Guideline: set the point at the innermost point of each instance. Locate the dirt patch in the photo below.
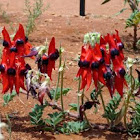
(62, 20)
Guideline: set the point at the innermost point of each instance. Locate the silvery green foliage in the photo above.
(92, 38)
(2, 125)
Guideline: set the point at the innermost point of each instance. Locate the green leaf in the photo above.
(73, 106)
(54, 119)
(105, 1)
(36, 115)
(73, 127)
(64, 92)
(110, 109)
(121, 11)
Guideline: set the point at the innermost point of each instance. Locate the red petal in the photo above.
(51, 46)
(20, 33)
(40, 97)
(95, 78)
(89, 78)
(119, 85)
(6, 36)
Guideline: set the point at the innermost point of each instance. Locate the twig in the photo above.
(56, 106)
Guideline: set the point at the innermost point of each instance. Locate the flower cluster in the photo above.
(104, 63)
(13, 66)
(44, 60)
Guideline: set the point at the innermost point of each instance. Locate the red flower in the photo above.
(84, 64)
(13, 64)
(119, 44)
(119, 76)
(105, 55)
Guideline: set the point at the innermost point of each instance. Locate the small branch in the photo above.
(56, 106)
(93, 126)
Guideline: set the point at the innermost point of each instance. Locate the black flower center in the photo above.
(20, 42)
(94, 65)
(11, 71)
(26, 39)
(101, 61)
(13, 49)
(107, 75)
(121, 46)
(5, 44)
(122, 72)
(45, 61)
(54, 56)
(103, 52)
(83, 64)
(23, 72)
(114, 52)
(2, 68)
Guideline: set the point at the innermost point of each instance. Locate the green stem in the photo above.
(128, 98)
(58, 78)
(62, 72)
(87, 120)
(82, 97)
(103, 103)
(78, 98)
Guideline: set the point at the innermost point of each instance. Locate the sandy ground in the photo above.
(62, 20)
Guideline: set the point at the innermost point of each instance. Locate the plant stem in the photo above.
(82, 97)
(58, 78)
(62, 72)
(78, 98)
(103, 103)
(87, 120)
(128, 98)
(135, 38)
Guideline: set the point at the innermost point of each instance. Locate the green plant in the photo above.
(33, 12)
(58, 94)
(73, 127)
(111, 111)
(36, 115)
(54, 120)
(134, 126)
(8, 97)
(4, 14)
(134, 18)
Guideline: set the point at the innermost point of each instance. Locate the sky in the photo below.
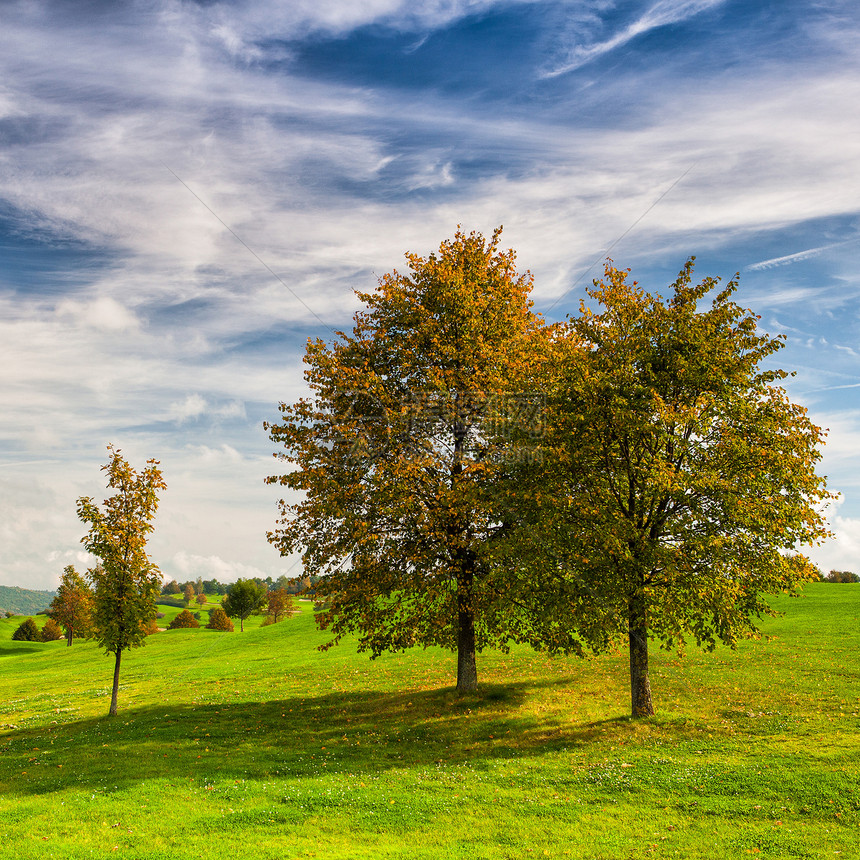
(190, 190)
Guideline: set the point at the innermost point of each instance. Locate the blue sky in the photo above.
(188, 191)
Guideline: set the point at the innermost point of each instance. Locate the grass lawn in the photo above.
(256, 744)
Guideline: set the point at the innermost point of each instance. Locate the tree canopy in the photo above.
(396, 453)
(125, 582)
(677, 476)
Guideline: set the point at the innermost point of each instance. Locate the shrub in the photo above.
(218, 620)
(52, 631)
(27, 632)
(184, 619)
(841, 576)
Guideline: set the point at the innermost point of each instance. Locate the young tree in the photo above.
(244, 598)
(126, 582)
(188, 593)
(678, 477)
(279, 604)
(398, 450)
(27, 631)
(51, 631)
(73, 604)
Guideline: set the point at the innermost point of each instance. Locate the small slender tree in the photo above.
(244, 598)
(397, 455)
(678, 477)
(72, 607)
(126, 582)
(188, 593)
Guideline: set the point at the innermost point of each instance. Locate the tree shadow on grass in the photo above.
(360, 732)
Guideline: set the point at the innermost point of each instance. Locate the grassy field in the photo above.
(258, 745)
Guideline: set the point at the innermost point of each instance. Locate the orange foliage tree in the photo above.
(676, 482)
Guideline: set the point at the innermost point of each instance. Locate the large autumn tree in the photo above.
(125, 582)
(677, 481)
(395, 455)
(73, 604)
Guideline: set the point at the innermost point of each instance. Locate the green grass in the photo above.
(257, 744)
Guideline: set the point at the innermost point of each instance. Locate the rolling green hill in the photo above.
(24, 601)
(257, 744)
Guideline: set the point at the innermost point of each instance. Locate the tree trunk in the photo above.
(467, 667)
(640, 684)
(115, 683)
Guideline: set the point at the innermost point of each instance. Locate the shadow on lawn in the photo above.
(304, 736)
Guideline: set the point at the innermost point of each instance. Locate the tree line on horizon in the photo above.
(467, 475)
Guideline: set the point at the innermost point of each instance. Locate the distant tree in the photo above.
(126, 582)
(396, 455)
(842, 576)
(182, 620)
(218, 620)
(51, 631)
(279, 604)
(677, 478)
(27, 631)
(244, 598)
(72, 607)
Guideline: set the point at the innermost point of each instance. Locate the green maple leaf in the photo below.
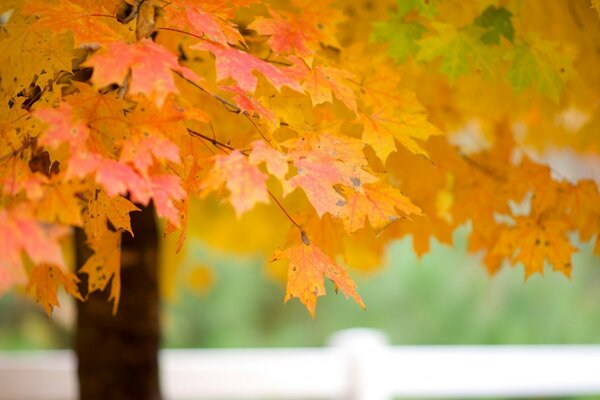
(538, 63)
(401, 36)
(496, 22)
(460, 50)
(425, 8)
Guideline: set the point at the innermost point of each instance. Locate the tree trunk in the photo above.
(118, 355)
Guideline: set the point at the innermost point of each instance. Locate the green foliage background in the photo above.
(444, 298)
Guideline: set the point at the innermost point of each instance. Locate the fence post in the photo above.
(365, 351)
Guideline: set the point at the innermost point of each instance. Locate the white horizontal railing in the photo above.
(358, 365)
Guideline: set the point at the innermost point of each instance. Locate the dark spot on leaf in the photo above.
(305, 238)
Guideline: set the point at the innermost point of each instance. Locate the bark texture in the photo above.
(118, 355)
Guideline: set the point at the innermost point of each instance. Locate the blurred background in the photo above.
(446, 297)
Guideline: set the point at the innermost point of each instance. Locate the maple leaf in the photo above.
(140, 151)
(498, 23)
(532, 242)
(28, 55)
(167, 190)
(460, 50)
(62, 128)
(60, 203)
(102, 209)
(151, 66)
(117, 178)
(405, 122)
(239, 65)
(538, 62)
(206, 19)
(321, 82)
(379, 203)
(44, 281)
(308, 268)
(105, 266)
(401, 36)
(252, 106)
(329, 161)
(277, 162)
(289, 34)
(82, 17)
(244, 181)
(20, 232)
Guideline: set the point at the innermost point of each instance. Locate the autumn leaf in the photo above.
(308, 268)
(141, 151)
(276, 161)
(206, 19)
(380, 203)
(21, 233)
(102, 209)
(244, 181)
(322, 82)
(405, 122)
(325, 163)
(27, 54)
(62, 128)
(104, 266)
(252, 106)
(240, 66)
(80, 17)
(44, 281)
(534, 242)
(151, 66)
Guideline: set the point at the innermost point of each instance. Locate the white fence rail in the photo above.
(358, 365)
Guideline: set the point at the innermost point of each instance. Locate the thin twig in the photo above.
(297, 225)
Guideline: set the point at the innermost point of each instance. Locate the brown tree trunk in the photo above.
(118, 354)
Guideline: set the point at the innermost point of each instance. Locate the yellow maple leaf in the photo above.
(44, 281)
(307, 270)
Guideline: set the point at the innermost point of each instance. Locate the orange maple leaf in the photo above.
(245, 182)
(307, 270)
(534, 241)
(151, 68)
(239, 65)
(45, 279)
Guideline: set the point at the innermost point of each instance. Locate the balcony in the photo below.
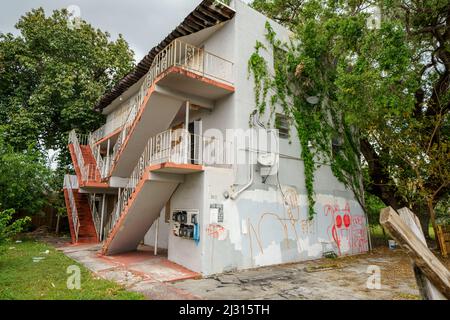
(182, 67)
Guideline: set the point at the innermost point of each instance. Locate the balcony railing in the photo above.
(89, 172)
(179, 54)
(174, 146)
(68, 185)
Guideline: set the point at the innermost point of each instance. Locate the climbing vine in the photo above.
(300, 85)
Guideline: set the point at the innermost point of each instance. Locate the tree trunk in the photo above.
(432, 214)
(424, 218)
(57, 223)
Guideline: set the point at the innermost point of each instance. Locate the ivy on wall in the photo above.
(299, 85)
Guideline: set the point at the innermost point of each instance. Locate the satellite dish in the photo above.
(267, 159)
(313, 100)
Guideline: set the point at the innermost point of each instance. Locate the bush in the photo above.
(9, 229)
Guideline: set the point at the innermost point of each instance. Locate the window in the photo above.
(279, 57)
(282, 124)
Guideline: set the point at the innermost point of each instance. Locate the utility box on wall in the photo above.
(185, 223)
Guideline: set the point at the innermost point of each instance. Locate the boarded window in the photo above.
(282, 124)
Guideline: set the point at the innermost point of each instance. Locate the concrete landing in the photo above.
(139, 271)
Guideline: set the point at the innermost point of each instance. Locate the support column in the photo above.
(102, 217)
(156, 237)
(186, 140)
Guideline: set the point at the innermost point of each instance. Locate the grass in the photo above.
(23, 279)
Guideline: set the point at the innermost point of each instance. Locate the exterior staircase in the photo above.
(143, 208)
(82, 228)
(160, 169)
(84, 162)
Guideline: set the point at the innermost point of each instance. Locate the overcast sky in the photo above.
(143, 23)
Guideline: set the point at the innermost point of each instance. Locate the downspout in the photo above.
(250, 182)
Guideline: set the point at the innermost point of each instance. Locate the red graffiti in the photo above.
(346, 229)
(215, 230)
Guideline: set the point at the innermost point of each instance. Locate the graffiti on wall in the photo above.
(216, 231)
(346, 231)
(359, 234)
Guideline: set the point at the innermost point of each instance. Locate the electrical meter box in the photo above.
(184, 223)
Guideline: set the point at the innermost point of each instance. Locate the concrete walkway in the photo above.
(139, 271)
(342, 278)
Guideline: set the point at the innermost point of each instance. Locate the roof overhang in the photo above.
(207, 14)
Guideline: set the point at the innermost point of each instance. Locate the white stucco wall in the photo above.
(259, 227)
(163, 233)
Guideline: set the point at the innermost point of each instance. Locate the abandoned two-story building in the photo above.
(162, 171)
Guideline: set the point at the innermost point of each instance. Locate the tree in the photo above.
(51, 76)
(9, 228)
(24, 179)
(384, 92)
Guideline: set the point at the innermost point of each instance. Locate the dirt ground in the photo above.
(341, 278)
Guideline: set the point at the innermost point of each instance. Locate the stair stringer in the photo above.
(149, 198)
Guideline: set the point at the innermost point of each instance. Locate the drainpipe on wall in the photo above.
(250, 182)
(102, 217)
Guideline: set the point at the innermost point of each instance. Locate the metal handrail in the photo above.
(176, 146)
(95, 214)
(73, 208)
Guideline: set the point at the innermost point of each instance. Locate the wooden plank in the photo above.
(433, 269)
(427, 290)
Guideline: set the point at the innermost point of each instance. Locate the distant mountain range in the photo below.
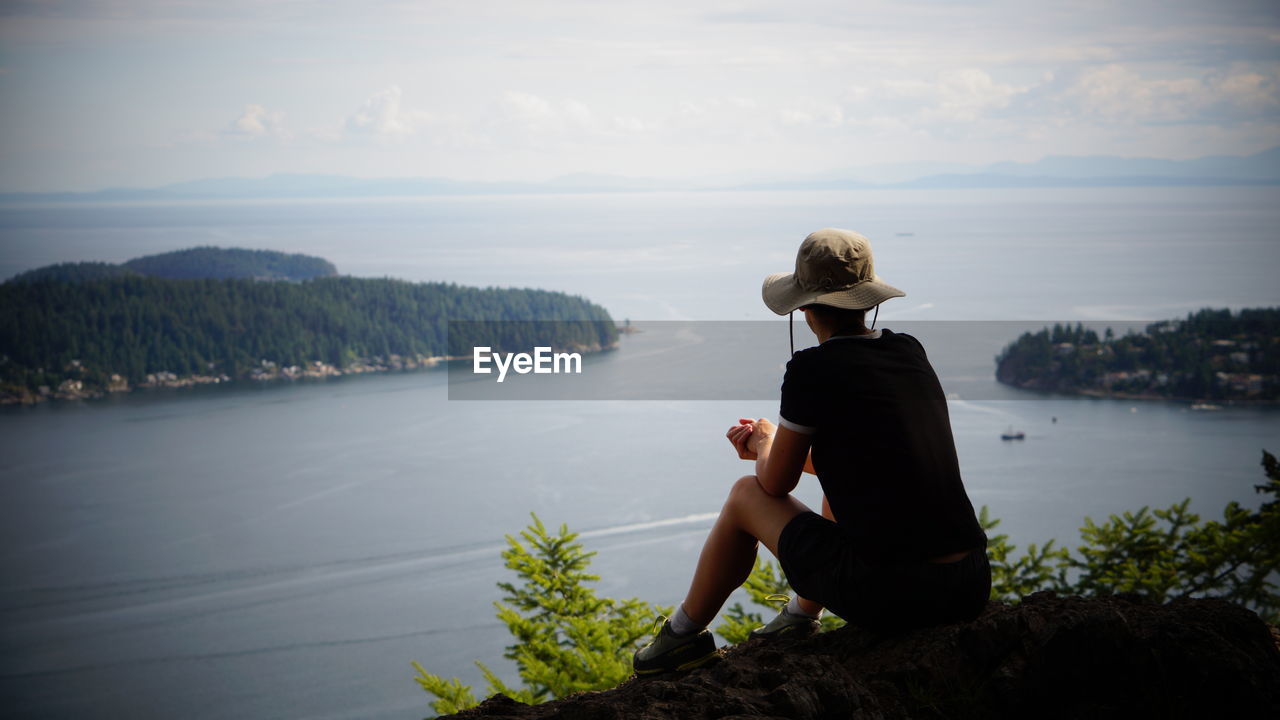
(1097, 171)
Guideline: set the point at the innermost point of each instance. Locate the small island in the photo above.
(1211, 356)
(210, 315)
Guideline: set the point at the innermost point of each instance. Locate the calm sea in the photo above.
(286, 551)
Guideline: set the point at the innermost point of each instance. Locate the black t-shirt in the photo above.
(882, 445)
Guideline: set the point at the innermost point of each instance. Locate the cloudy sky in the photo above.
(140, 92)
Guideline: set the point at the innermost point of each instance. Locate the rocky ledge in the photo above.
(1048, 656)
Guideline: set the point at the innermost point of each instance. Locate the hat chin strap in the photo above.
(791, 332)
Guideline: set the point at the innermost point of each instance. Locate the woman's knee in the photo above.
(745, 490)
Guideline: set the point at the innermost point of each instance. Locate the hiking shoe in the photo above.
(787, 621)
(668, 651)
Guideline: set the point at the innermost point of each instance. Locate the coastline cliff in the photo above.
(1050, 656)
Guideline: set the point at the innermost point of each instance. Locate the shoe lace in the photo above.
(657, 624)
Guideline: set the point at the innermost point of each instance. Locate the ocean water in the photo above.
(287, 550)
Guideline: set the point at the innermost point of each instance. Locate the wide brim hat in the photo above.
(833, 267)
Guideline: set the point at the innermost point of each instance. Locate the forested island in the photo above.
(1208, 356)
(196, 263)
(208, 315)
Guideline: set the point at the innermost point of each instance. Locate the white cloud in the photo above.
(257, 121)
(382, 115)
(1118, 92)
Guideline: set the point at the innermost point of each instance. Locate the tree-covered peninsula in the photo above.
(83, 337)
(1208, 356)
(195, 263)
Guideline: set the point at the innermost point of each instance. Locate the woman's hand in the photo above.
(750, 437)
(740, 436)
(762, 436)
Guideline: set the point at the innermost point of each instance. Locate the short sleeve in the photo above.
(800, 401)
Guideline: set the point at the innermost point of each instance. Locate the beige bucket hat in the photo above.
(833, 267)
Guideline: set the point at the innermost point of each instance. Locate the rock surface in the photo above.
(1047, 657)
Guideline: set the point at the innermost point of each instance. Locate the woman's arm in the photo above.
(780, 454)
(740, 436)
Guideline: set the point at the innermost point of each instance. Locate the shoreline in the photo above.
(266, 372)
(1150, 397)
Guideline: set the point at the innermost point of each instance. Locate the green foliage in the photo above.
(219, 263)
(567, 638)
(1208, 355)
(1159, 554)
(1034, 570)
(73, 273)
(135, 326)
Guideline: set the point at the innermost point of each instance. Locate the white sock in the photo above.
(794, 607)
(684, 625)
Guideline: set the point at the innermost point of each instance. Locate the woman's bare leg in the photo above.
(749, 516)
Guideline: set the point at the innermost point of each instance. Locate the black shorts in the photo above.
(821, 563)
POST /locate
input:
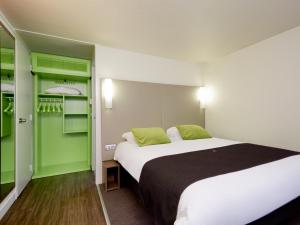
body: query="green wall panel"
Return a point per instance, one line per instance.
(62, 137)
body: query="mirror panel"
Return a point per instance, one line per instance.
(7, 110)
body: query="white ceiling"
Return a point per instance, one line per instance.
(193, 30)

:::::

→ Goal of the exercise
Each line that holds the string "panel" is to be copied from the entries above.

→ Answer for this exercise
body: query="green wall panel"
body: query="mirror panel"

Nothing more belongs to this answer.